[Object pointing dataset rows]
****************************************
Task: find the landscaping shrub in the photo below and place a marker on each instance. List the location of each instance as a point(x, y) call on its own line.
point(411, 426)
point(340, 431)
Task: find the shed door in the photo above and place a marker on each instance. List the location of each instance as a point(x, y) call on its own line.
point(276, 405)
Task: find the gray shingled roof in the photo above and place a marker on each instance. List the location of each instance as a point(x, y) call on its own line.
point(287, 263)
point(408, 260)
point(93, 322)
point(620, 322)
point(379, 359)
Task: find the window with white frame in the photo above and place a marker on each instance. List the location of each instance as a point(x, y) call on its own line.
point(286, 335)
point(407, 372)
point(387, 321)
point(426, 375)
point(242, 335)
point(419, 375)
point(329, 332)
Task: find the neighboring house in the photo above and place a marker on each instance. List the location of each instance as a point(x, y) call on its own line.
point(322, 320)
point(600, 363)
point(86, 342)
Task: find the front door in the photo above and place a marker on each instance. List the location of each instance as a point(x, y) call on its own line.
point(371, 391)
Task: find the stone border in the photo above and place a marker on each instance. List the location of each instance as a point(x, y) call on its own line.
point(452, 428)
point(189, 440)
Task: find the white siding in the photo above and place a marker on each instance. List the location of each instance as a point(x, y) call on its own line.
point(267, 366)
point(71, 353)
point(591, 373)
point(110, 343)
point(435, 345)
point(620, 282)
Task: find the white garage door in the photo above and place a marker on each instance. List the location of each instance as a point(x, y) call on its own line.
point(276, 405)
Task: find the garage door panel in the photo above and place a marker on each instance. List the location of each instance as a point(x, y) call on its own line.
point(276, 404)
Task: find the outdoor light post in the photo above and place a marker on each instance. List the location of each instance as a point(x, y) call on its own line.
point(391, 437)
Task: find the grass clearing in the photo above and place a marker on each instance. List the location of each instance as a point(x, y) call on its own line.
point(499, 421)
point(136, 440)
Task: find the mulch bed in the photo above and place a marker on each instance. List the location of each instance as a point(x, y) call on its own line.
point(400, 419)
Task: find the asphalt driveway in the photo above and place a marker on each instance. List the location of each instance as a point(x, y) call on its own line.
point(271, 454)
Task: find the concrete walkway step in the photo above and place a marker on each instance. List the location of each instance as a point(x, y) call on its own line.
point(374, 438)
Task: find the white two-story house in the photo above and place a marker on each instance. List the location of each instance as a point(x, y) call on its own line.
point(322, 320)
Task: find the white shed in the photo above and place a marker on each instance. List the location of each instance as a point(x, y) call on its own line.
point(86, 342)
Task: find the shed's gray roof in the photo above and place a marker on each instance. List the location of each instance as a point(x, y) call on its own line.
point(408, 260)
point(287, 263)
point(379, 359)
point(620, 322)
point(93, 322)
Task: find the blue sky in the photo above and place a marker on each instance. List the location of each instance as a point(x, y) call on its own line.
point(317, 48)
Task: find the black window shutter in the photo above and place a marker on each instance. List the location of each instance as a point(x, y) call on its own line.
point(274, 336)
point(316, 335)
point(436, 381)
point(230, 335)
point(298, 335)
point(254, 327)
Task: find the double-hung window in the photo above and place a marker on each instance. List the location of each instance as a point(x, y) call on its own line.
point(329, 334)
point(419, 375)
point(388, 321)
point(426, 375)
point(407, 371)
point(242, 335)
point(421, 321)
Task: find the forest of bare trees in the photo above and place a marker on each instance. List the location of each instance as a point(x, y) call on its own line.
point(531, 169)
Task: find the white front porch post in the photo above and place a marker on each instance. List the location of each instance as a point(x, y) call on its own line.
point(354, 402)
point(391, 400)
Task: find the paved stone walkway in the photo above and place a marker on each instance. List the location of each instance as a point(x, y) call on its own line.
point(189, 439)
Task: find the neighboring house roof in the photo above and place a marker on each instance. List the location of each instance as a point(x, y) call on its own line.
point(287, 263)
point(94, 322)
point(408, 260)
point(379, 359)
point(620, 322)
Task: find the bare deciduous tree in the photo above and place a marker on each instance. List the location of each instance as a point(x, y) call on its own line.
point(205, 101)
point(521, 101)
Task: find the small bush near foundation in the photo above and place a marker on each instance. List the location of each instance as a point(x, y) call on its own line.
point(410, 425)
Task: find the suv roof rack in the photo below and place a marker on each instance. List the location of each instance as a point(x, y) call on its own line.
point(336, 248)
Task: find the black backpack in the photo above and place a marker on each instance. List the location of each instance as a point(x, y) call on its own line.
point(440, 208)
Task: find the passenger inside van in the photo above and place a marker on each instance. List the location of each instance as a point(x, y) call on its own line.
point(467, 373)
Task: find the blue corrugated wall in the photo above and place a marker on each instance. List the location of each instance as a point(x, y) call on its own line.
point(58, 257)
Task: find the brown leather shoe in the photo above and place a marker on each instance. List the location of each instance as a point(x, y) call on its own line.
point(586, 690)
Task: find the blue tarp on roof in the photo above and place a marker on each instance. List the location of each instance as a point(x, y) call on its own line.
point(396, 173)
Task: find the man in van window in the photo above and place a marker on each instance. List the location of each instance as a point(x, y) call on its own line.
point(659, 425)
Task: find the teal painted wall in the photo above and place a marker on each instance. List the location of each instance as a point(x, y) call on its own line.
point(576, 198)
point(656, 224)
****************************************
* WRITTEN PROBLEM:
Can you print out all of the records above line for line with no changes?

* SOLUTION TO THE PROBLEM:
Task: find the landscaping shrub in the photo below and place a marker on each instance. List the location of each instance as a point(x, y) call on its own line.
point(411, 426)
point(340, 431)
Task: find the shed door in the photo above and place a marker on each instance. List the location of each instance as a point(x, y) call on its own line.
point(276, 405)
Task: find the gray shingled roof in the photo above and place a marker on each instance. List the location of each instance as a point(x, y) call on its own line.
point(287, 263)
point(408, 260)
point(93, 322)
point(620, 322)
point(379, 359)
Task: find the window with white frame in the photo above and place a marker on each instance. List the location of each instance as a point(x, y) call on its own line.
point(286, 335)
point(407, 372)
point(387, 321)
point(426, 375)
point(242, 335)
point(419, 375)
point(329, 332)
Task: find the neighboring house in the photo above and place a marker on each instance. List the location of each instance as a point(x, y) call on its own line.
point(322, 320)
point(600, 363)
point(86, 342)
Task: find the front door in the photo above and place a marker on each instance. List the location of each instance as a point(x, y) call on its own line.
point(371, 391)
Task: find the stone border in the photo above and place a marker on each instance. List the location of each instance as a point(x, y) call on its own line.
point(452, 428)
point(189, 440)
Task: find the white siding in the photo above and place a marker on each instance. List the location of each instance as a point(x, y) call on its own line.
point(267, 366)
point(71, 353)
point(591, 373)
point(110, 343)
point(435, 345)
point(620, 282)
Task: find the white garage door in the photo above and place a marker on each instance. List the location of each instance as a point(x, y) call on its own line.
point(276, 405)
Task: find the garage door panel in the photo above and place a marker on each instance. List the location of each instance as a point(x, y) call on its own line.
point(276, 404)
Task: find the outdoor light post in the photo above and place a marker on each instance. List the location of each instance as a point(x, y) call on its own line.
point(391, 437)
Task: find the grass clearing in the photo above and place a marker on each instance. List the location of each instance as a point(x, y) call on its own line.
point(499, 421)
point(136, 440)
Task: find the mulch bed in the photo above and place a marker on each instance. List the location of each instance as a point(x, y) call on its own line.
point(400, 419)
Task: find the asphalt driveway in the photo above and place a marker on each instance. List the location of each instance as a point(x, y) call on its own line.
point(271, 454)
Task: find the concrete walkway step in the photo above and place a marker on each instance. List the location of each instance as a point(x, y) call on its own line.
point(374, 438)
Task: find the white two-story house in the photo above and place a marker on each instance. List the location of each instance as a point(x, y) call on its own line.
point(322, 320)
Task: find the white shed in the photo above and place a marker on each instance. List the location of each instance as a point(x, y) call on its own line.
point(86, 342)
Task: find the shed's gray roof in the photo above and place a marker on each instance. List the location of each instance as a point(x, y) call on its own line.
point(408, 260)
point(287, 263)
point(379, 359)
point(620, 322)
point(93, 322)
Task: find the blue sky in the photo above and place a marker on each instance. List the location of each instance as a point(x, y) call on its own line.
point(317, 48)
Task: find the black window shutter in the photo above and place a marker on each instance. List the location of each instance as a point(x, y) call on its own line.
point(274, 336)
point(316, 335)
point(436, 381)
point(230, 335)
point(298, 335)
point(254, 327)
Task: find the double-hung window in the photo above and place a marker on each instance. List the location of each instance as a point(x, y) call on its own line.
point(329, 334)
point(419, 375)
point(388, 321)
point(426, 375)
point(407, 371)
point(242, 335)
point(421, 321)
Task: find the forest of bare trees in the photo above and place a marker on each instance. List the location of each instance as a point(x, y) call on its own line.
point(531, 169)
Task: find the white front porch post in the photo above and place a marker on each instance. List the location of each instance as a point(x, y) call on its own line.
point(354, 402)
point(391, 400)
Task: find the paved stone walkway in the photo above and place a marker on each instance. List the location of each instance as a point(x, y) call on its own line.
point(189, 439)
Task: find the neighboring house roof in the photo above and place a marker on each instance. List the location of each instance as a point(x, y) call on its own line.
point(287, 263)
point(94, 322)
point(408, 260)
point(379, 359)
point(620, 322)
Task: find the bare deciduous tree in the photo above and place a marker on each instance. List the location of each instance as a point(x, y) call on its own line.
point(205, 101)
point(521, 101)
Task: find the small bush near foundation in the photo above and place a marker on each instance. List the location of each instance as a point(x, y) call on its own line.
point(410, 425)
Task: find the suv roof rack in the photo below and place a marker on each instance. List the location of each instance as a point(x, y) call on its own line.
point(336, 248)
Task: find the black backpack in the photo above and place a marker on each instance. List the location of each instance as a point(x, y) call on its own line.
point(440, 208)
Task: find the passenger inside van in the photo above and place a marker on each instance. List the location of each instance as a point(x, y) call on its own line.
point(467, 373)
Task: find the blue corrugated wall in the photo above and place a marker on each instance. List the location of each instance as a point(x, y) call on its own line.
point(58, 257)
Task: find the brown leather shoe in the photo above and place a marker on each instance. List the location of each instance as a point(x, y) call on its own line.
point(586, 690)
Task: find the blue tarp on roof in the photo above and place a marker on each instance. List the location of each instance as a point(x, y) call on its own line.
point(396, 173)
Task: find the man in van window in the photo above and place a marker on each instance. List the location of each instance as a point(x, y) call on its own line.
point(659, 425)
Task: find the teal painted wall in the photo above and place a marker on each instance. List the location of each instance as a point(x, y) call on its own line.
point(576, 198)
point(656, 224)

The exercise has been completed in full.